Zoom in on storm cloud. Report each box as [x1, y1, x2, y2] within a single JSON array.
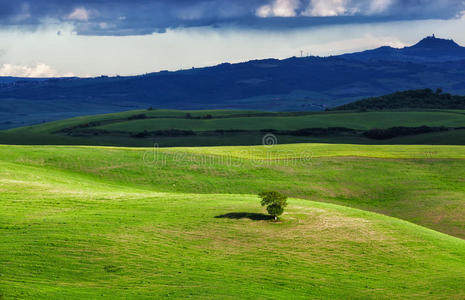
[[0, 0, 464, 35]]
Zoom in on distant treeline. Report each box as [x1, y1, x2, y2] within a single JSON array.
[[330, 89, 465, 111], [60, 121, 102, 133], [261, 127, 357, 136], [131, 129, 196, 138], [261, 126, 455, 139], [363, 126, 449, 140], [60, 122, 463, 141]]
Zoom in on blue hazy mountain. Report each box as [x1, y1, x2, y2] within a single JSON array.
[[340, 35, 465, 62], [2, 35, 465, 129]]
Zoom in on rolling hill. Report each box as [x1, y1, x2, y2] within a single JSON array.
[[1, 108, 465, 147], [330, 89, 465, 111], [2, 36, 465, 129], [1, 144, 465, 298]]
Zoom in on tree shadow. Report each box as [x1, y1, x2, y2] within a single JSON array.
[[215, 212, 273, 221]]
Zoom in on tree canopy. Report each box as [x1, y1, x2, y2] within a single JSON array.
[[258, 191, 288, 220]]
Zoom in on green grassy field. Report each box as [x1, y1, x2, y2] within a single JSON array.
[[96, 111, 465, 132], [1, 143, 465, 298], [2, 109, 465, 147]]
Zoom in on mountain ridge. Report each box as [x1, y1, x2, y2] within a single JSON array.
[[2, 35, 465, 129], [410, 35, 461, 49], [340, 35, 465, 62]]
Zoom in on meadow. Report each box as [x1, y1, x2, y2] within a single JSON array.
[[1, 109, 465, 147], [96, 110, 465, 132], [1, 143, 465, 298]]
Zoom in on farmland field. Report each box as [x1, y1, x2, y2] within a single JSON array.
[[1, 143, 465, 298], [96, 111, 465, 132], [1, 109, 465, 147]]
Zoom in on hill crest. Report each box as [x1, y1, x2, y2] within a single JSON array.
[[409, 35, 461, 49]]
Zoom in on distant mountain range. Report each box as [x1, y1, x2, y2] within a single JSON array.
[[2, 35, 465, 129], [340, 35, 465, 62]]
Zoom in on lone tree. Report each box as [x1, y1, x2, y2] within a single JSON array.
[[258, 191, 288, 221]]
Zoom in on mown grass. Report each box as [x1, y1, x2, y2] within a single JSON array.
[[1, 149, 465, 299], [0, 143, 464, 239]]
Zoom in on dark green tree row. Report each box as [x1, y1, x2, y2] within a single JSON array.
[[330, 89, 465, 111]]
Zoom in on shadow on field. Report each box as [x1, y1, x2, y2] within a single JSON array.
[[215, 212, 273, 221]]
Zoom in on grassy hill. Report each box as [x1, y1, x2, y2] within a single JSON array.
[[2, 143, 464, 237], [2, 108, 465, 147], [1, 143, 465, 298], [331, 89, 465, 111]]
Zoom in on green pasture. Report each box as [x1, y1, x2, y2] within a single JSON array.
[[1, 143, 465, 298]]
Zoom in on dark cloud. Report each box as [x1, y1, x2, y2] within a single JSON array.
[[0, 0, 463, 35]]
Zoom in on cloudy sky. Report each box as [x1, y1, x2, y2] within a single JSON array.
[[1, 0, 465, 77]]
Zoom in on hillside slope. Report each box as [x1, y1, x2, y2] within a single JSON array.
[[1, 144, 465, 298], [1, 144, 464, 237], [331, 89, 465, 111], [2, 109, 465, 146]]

Required work.
Drop the pictures; repeat each entry above exactly.

Answer space.
Zoom in on storm cloud. Report each box as [x1, y1, x2, y2] within a single JSON array.
[[0, 0, 464, 35]]
Zoom in on distant treeline. Report each box as [x1, y1, x2, y2] within a single JSON array.
[[330, 89, 465, 111], [60, 121, 102, 133], [261, 127, 357, 136], [131, 129, 196, 138], [261, 126, 455, 139], [363, 126, 449, 140], [60, 122, 463, 141]]
Zoom in on blue hazy mountain. Report each box as [x1, y1, x2, y2] within a single JSON array.
[[340, 35, 465, 62], [2, 35, 465, 129]]
Zoom in on rolling hill. Report each box as [x1, y1, x2, y2] within a single JSON array.
[[1, 108, 465, 147], [330, 89, 465, 111], [2, 36, 465, 129], [1, 144, 465, 298]]
Zoom in on tree shadow. Report each box as [x1, y1, x2, y2] within a single JSON array.
[[215, 212, 273, 221]]
Zoom in on tree canopy. Report each box as [x1, y1, x2, y2] within a single JSON array.
[[258, 191, 288, 220]]
Zoom in on green grassy field. Report each box as [x1, y1, x2, y2] within a single JSON array.
[[96, 111, 465, 132], [1, 143, 465, 298], [2, 109, 465, 147]]
Zoom in on mountain ridge. Report each box as [x1, y1, x2, y2] within a single JSON array.
[[2, 35, 465, 129], [410, 35, 461, 49], [340, 35, 465, 62]]
Zoom in on meadow. Report each box as [x1, y1, x2, y2] within a single JSON array.
[[1, 109, 465, 147], [96, 110, 465, 132], [1, 143, 465, 298]]
Zoom in on farmland field. Report each box as [x1, y1, x2, y2] within a single JSON array.
[[1, 143, 465, 298], [96, 111, 465, 132], [1, 109, 465, 147]]
Zoom in on hill crest. Report each box as [x1, y1, x2, y2] within a single JSON array.
[[409, 35, 461, 49]]
Zoom in on distant mountain range. Report each box as [x1, y1, x2, y2] within a single JSON array.
[[2, 35, 465, 129], [340, 35, 465, 62]]
Zoom in on lone tree. Report each box as [x1, y1, x2, y2] within a single JSON array.
[[258, 191, 288, 221]]
Zoom in on mown grass. Report each box as [x1, y1, x2, y2] within a single JSON array.
[[1, 149, 465, 299], [0, 143, 464, 239]]
Zoom in on dark green tree row. Report each box as [x1, y1, x2, y2] within a single JSON array.
[[330, 89, 465, 111]]
Zoom in on shadow on field. Report each box as [x1, y1, x2, y2] within a single JSON array.
[[215, 212, 273, 221]]
Zoom in on grassy hill. Report each box as [x1, y1, x2, y2] within a single JSON array.
[[2, 143, 464, 237], [2, 108, 465, 147], [1, 143, 465, 298], [331, 89, 465, 111]]
Zoom in on green pasture. Report each box as [x1, y1, x2, y2] within a single JSON array.
[[1, 143, 465, 298]]
Zoom in on dark cloud. Report each box as [x1, y1, x2, y2] within a single JSON array.
[[0, 0, 463, 35]]
Zoom in on cloudy sky. Report each box as [x1, y1, x2, y2] within a single JSON array.
[[1, 0, 465, 77]]
Zoom in on hillside slope. Report each box as [x1, y1, x2, y2] within a single JSON array.
[[1, 144, 465, 298], [1, 144, 464, 237], [331, 89, 465, 111], [2, 109, 465, 146]]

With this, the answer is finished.